▶ **Stated problem A**
According to the text on preparing training images, what image size is used for the classification models?

▶ **Text segment**
>> begin

Learn more about the process

  • How many images do I have to collect?

    To train an algorithm, data scientists traditionally use huge databases - tens, hundreds of thousands, or even millions of images. The more labeled images you have, the better results you may expect. Fortunately, there are techniques that allow you to do with a much smaller amount of data, yet able to yield satisfactory performance.

    We recommend providing at least:
    - 30 images per class for single-label image classification
    - 50 images per class for multi-label image classification.

    Note: the system will not start training a model unless there are more than 15 images per class for any type of model.

    Minimum number of images is given for reference only. In some cases, this will be enough for training a rather decent model, but that depends on your target. We strongly recommend using as much data as you can collect instead of focusing on the bare minimum required.

  • How about the image size and quality?

    It is tempting to think that better image quality and bigger size will yield superior results. However, this is not necessarily true. AI algorithms are very complex and the training process may take a long time. Since image size is one of the factors that can make this procedure even longer, for training we should better use as small pictures as possible. On the other hand, your pictures should be zoomed in at the target objects as closely as possible, so it is easier for AI to identify them. A good rule of thumb is that if you cannot recognize the object in the picture yourself, you should not expect this from AI either.

    Another thing to know is that for the model’s training session all images should be of the same size. However, you should not worry about this as we took care of that. During the training, the images are rescaled automatically to the appropriate size (we use 299x299 images for the classification models). Additionally, on the SentiSight.ai platform, you can change the default image size setting in which case the mages will be rescaled during upload, so you will save some disk space.

    Example

    Scalling
    Suppose the size of this image is 860x600
    Scalling
    • Since we cannot train models on images of this size, it will be rescaled.
    • Suppose we want to detect people in the image that is a bit blurred. Despite this blur, we could still see the people in the original image. However, after rescaling some of them will not be identifiable
    • Therefore, you must decide what size of images you will use and be aware of rescaling.
  • What images should I choose?

    You can consider this as if you were trying to teach another person to recognize some image content. Obviously, some images may appear of unsufficient quality, too small, or sometimes even misleading. As previously mentioned, if you can identify an object in the picture correctly without any prior knowledge of the context, then your model will benefit from that image. Otherwise, many misleading images will probably reduce the accuracy.

    Example

    Suppose this is an image
    from your training data

    WRONG1. This is obviously not a real chicken, but we sometimes may call it that way. You should not label it as such if you want your algorithm to recognize real birds.

    WRONG2. You could probably assume that this is a person (because you know it is a costume and people do dress like that). The algorithm cannot have this kind of context knowledge unless you explicitly train it for that, which means even more complex algorithms... So if you want your model to be able of recognizing people, avoid giving it this image as an example of a person.

    CORRECT: you should better label it as a chicken costume, or not use it at all.
    Note: there really might be specific situations where you choose to call it a person or a chicken, but you must be aware of how that works.

>> end

▶ **Available records**
>> begin

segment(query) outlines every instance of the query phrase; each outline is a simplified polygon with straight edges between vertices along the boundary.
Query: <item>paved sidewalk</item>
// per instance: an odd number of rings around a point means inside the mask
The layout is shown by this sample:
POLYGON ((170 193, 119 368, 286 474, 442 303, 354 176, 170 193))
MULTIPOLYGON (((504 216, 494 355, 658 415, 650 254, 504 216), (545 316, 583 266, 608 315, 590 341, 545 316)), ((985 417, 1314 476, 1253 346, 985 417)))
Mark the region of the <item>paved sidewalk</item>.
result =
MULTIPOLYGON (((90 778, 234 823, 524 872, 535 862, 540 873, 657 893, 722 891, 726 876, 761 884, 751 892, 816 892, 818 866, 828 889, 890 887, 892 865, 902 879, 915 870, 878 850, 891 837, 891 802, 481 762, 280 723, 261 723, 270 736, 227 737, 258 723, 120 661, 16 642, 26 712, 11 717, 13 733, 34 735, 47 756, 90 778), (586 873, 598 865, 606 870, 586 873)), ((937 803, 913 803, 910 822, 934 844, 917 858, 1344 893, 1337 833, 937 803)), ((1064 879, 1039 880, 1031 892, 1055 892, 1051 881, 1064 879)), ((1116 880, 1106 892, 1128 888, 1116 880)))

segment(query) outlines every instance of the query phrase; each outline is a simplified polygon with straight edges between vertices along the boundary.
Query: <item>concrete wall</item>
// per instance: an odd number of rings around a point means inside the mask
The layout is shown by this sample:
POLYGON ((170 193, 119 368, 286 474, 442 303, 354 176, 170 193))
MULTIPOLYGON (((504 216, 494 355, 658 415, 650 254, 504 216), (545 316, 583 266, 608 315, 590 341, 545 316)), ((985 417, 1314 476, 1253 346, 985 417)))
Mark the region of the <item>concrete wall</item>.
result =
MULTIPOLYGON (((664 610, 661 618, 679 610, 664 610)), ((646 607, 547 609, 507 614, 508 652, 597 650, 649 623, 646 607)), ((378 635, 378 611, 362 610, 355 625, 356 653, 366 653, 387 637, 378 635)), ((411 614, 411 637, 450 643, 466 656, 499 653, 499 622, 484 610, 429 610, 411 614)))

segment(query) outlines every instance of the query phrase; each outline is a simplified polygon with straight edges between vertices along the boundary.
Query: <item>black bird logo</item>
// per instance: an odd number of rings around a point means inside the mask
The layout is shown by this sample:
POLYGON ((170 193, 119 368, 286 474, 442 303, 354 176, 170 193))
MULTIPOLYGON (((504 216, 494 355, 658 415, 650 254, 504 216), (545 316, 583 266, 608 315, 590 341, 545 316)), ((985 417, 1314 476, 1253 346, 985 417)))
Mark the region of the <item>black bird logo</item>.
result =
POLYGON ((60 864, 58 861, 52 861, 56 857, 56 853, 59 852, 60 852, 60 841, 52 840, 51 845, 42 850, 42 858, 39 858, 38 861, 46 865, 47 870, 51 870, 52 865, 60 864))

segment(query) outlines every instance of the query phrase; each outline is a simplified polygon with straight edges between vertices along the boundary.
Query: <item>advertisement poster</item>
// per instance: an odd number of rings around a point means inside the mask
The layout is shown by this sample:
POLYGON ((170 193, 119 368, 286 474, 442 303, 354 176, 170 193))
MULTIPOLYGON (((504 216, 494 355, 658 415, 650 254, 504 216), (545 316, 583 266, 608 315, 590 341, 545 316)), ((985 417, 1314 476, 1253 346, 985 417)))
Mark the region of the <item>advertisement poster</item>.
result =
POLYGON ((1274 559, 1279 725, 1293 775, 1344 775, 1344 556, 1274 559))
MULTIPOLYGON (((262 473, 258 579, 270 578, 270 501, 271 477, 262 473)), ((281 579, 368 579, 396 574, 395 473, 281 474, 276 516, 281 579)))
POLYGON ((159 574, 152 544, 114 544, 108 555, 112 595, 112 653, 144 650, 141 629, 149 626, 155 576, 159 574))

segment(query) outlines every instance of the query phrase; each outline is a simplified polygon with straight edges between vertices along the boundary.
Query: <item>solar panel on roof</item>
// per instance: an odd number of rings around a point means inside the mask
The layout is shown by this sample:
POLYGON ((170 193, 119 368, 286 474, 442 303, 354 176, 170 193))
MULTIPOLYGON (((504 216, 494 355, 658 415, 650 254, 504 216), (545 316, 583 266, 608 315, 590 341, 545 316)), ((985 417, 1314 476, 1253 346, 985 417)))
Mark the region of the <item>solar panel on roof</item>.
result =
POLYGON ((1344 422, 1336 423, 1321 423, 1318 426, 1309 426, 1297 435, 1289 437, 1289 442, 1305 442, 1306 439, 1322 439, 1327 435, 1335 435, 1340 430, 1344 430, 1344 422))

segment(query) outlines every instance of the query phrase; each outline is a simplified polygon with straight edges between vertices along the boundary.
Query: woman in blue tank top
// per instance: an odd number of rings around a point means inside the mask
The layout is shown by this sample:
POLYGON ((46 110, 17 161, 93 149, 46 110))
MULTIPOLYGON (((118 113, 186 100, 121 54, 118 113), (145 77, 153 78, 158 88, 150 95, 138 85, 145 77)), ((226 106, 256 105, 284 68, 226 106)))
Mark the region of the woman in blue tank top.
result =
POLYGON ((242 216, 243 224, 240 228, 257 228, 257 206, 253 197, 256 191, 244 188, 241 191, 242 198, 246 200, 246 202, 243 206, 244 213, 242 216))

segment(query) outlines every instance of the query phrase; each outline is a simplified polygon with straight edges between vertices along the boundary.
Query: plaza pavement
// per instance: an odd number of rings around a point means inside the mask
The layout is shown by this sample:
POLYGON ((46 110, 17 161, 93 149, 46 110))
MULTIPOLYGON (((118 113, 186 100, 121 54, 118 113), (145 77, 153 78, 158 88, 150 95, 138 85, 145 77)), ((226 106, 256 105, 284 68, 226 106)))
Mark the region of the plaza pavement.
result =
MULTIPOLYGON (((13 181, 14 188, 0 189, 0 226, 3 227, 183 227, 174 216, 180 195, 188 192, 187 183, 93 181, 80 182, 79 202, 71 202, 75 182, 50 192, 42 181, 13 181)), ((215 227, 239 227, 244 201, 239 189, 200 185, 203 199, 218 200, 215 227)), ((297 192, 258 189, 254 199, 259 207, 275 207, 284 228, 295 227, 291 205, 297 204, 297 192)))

>> end

▶ **Stated problem B**
Please tally the lines of the entries above that contain the string "sidewalk", treating case as significant, and give only the number.

▶ **Exercise answer A**
299x299

▶ **Exercise answer B**
2